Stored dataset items
----
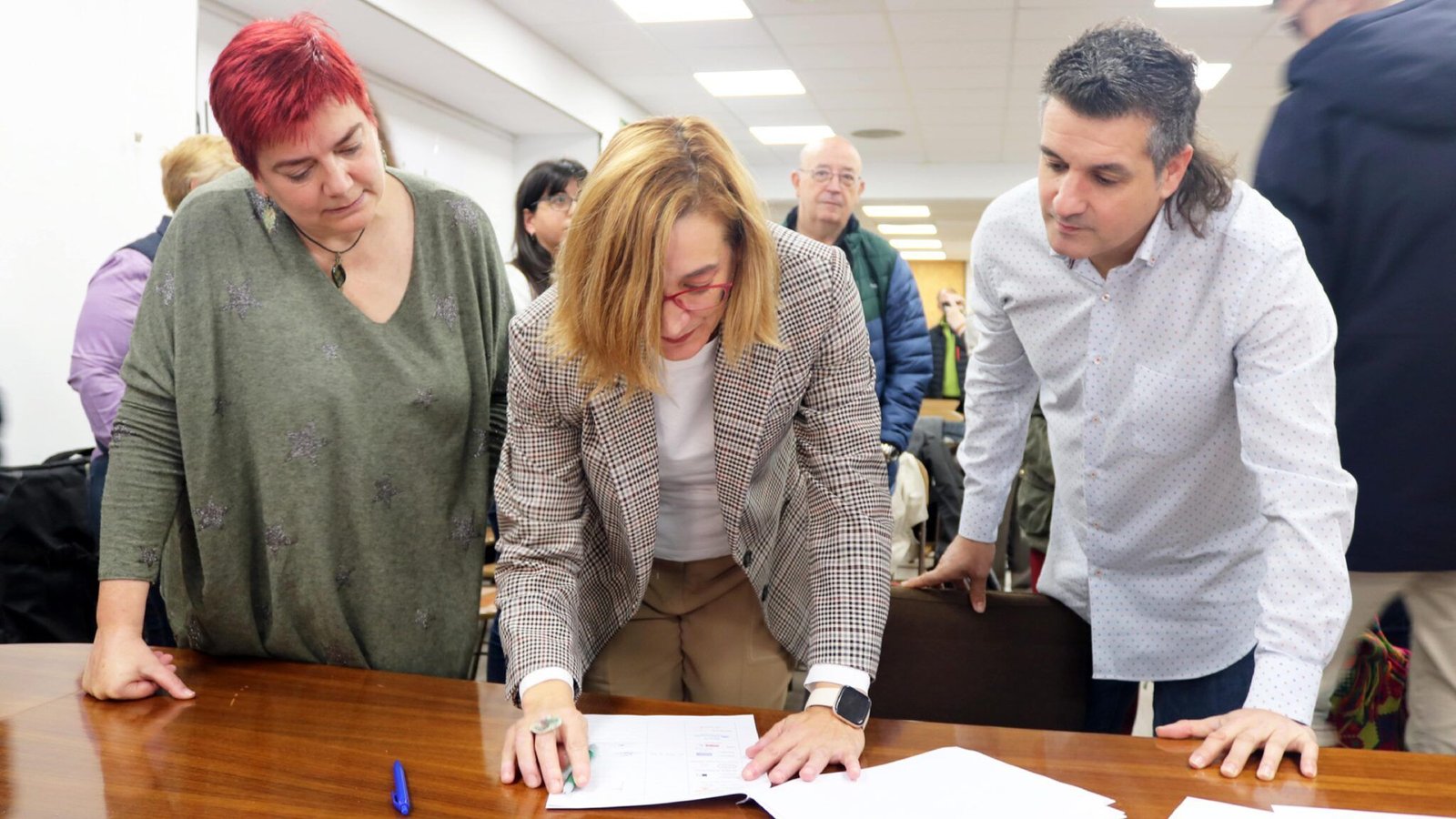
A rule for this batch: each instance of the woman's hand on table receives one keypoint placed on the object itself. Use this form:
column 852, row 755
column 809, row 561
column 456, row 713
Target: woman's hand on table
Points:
column 541, row 758
column 121, row 666
column 804, row 743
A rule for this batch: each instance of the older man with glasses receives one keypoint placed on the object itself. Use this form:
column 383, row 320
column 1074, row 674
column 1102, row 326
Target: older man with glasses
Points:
column 829, row 186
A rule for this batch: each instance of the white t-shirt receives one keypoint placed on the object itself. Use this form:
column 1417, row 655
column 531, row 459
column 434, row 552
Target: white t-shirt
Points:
column 691, row 521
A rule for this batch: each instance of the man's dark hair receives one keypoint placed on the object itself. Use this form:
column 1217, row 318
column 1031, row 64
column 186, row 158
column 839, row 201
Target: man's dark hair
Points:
column 1126, row 67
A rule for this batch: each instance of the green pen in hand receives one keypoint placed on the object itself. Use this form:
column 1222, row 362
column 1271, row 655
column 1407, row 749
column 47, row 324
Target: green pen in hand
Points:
column 571, row 784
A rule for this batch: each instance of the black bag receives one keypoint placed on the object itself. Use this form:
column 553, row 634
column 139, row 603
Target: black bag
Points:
column 48, row 554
----
Reproduce every one of the records above verbatim, omitting the pictures.

Complete response:
A rule for this batch: each instance of the woman's hand on table receives one keypoint placed on the object itself. Use this form:
column 852, row 755
column 809, row 561
column 456, row 713
Target: woman's hand on table
Points:
column 541, row 758
column 121, row 666
column 804, row 743
A rule for this batch: each instance of the older man with glasses receives one keypoint placed on the object itself. Use this form:
column 383, row 320
column 1074, row 674
column 1102, row 326
Target: older man with glasses
Points:
column 829, row 186
A rule for this batch: each instance of the white t-shirt receives one keypoint placed on the object itself. Use this form:
column 1417, row 655
column 531, row 459
column 434, row 552
Target: white t-shirt
Points:
column 691, row 521
A rule for this batch: each instance of the man's dark hair receives one keypoint placed on the object itself. Use this form:
column 1217, row 318
column 1031, row 64
column 186, row 158
column 839, row 201
Target: man's dark hair
Points:
column 1126, row 67
A rule for this batch: each instance of the green pen in hand receives one keypoint placed on the object itself. Use this form:
column 1222, row 362
column 1271, row 655
column 1407, row 749
column 47, row 324
Target: green pen in hand
Points:
column 571, row 784
A rule for this batch: each instance of the black bag receives one keypoint placed on the object itself. Use this form:
column 553, row 634
column 139, row 603
Target: black bag
Points:
column 48, row 554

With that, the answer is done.